» TASK REQUIREMENTS: Show each line in the listing below that contains the word "gondola".

━━━

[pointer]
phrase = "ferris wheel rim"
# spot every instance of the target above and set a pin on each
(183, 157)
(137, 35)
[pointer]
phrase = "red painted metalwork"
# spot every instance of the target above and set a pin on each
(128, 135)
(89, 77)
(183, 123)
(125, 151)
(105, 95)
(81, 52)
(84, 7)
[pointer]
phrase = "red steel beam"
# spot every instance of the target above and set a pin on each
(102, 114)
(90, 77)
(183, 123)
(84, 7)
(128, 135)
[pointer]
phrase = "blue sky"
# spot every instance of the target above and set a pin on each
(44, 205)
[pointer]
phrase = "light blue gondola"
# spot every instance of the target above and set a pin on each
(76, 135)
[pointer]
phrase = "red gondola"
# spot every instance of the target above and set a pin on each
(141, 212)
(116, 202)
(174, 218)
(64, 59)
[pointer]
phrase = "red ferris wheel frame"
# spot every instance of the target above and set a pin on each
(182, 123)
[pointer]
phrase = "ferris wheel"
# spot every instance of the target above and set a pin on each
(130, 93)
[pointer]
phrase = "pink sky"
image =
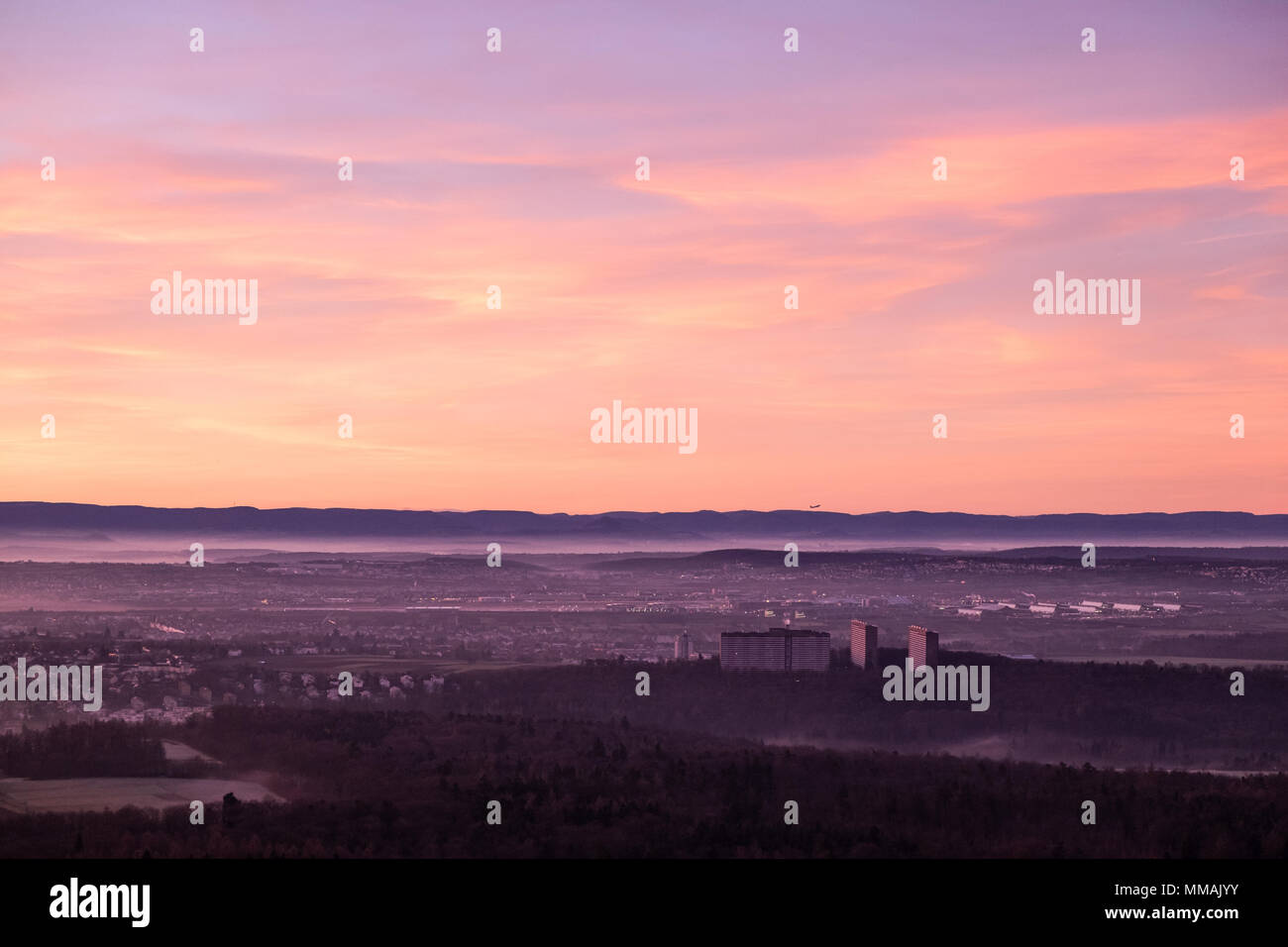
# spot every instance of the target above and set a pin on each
(516, 169)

━━━

» TASK OUTPUT:
phrase = "light blue gondola"
phrase = "red gondola"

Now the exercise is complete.